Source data
..........

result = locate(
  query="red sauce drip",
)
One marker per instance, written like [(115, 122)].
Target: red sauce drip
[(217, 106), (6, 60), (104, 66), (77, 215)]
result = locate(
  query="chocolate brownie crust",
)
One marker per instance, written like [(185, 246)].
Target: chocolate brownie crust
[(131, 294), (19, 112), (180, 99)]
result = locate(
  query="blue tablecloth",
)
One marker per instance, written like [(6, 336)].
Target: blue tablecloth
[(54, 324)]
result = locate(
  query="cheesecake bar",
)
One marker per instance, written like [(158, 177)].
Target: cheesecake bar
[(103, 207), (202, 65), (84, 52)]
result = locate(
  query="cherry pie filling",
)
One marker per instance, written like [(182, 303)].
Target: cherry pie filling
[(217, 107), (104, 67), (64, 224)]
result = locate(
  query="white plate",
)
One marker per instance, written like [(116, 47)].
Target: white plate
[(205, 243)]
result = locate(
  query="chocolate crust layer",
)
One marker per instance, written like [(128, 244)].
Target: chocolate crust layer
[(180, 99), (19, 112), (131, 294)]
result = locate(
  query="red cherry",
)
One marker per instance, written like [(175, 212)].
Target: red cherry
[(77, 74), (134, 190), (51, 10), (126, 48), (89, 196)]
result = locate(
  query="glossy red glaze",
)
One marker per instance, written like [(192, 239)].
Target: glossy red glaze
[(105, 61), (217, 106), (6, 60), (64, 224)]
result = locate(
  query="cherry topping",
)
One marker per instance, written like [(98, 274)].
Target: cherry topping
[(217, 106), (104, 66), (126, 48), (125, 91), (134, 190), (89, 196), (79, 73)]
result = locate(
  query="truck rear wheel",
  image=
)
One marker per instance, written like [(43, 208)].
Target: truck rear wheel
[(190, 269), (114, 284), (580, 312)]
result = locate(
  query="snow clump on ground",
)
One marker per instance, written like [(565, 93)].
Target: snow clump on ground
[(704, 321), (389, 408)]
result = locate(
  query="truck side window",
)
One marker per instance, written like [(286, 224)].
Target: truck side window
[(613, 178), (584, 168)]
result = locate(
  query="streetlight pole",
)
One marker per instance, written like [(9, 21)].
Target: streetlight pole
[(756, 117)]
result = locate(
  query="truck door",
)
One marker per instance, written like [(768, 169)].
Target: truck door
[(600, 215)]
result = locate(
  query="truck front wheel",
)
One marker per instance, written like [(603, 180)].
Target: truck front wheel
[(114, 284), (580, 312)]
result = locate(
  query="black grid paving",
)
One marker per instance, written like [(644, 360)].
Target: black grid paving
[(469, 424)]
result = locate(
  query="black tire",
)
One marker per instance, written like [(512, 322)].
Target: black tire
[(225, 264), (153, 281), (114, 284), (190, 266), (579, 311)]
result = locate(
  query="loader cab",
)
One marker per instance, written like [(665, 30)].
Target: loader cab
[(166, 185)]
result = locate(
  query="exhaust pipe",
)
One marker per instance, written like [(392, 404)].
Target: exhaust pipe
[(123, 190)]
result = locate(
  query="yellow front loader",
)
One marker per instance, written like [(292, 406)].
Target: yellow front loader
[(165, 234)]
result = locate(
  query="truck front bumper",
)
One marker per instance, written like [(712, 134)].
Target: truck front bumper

..........

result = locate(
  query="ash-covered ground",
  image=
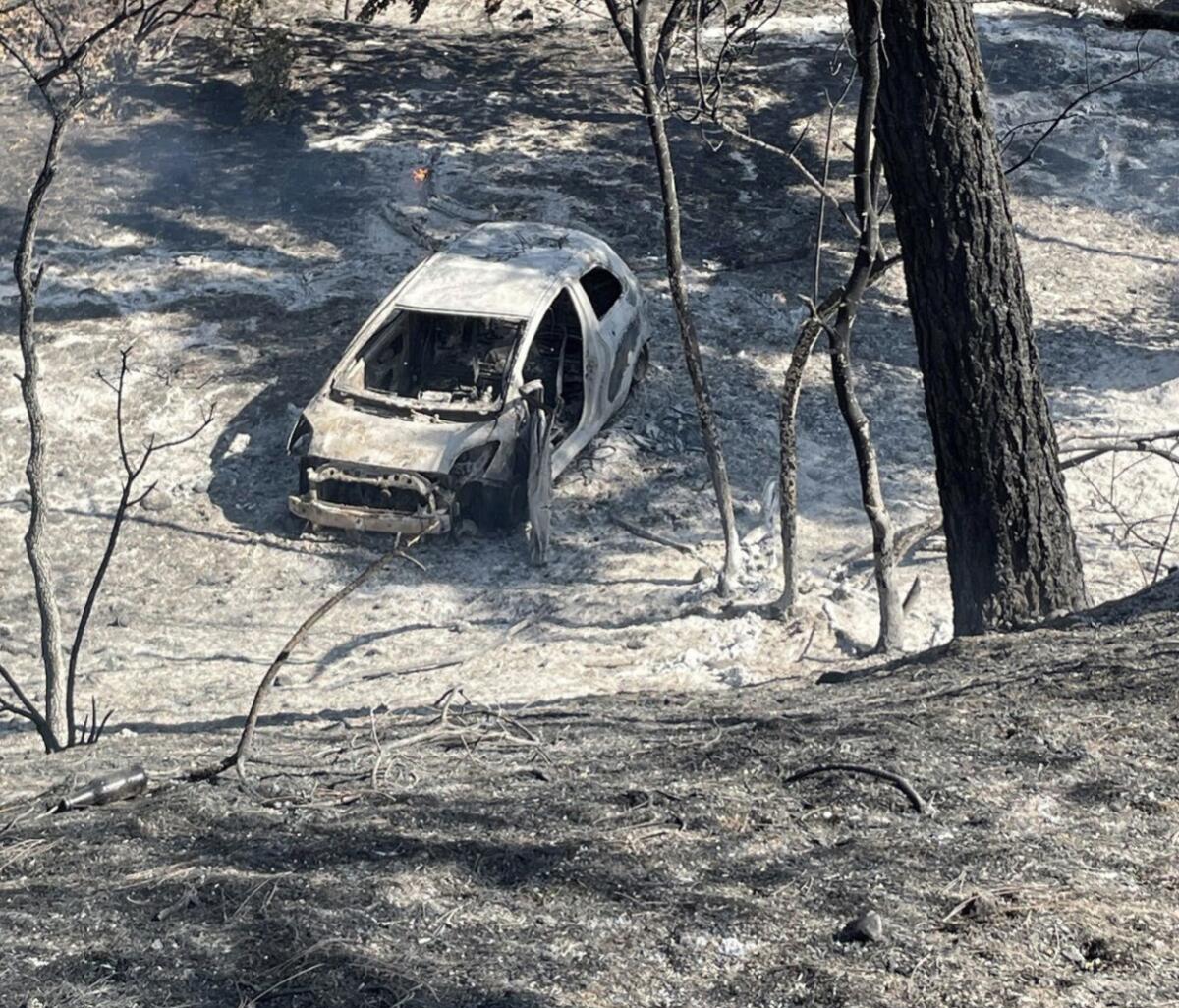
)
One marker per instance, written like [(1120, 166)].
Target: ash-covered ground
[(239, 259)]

..........

[EXERCISE TASK]
Which lines in the records above contain the string "covered"? Find and copy each of them.

[WRITTEN RESPONSE]
  query="ash-covered ground",
Target: ash-covered ground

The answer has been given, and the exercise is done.